Study questions:
A - Reproduce the part of the excerpt on processing an HTML file that opens with the words containing "Imagine that we" and closes with "getting started here.".
B - Answer these questions using the excerpt on processing an HTML file.
(i) What is the name of the file to be processed?
(ii) What typical use does the table list for PHP?
(iii) What kind of brackets does the code use in HTML tags in place of angle brackets?

--- Selected passage Enclosed Below ---

The file we are going to process is called file1.htm:

Note: To ensure that the code is displayed correctly, in the example code shown in this article, square brackets ‘[..]‘ are used in HTML tags instead of angle brackets ”.

[html]
[head][title]Sample HTML File[/title]
[link rel="stylesheet" type="text/css" onClick="javascript:pageTracker._trackPageview('/outgoing/article_exit_link');" href="style.css"]
[/head]
[body]
[h1]Introduction[/h1]
[p]Welcome to the world of Perl and regular expressions[/p]
[h2]Programming Languages[/h2]
[table border="1" width="400"]
[tr][th colspan="2"]Programming Languages[/th][/tr]
[tr][td]Language[/td][td]Typical use[/td][/tr]
[tr][td]JavaScript[/td][td]Client-side scripts[/td][/tr]
[tr][td]Perl[/td][td]Processing HTML files[/td][/tr]
[tr][td]PHP[/td][td]Server-side scripts[/td][/tr]
[/table]
[h1]Summary[/h1]
[p]JavaScript, Perl, and PHP are all interpreted programming languages.[/p]
[/body]
[/html]

Imagine that we need to change both occurrences of [h1]heading[/h1] to [h1 class="big"]heading[/h1]. Not a big change and something that could be easily done manually or by doing a simple search and replace. But we’re just getting started here.

--- End of Enclosed Selected passage ---
--- Dataset Enclosed Below ---

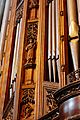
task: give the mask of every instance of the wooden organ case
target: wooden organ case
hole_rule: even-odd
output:
[[[79,119],[80,0],[6,1],[0,120]]]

--- End of Enclosed Dataset ---

Outputs in order:
A -
Imagine that we need to change both occurrences of [h1]heading[/h1] to [h1 class="big"]heading[/h1]. Not a big change and something that could be easily done manually or by doing a simple search and replace. But we’re just getting started here.

B -
(i) file1.htm
(ii) Server-side scripts
(iii) Square brackets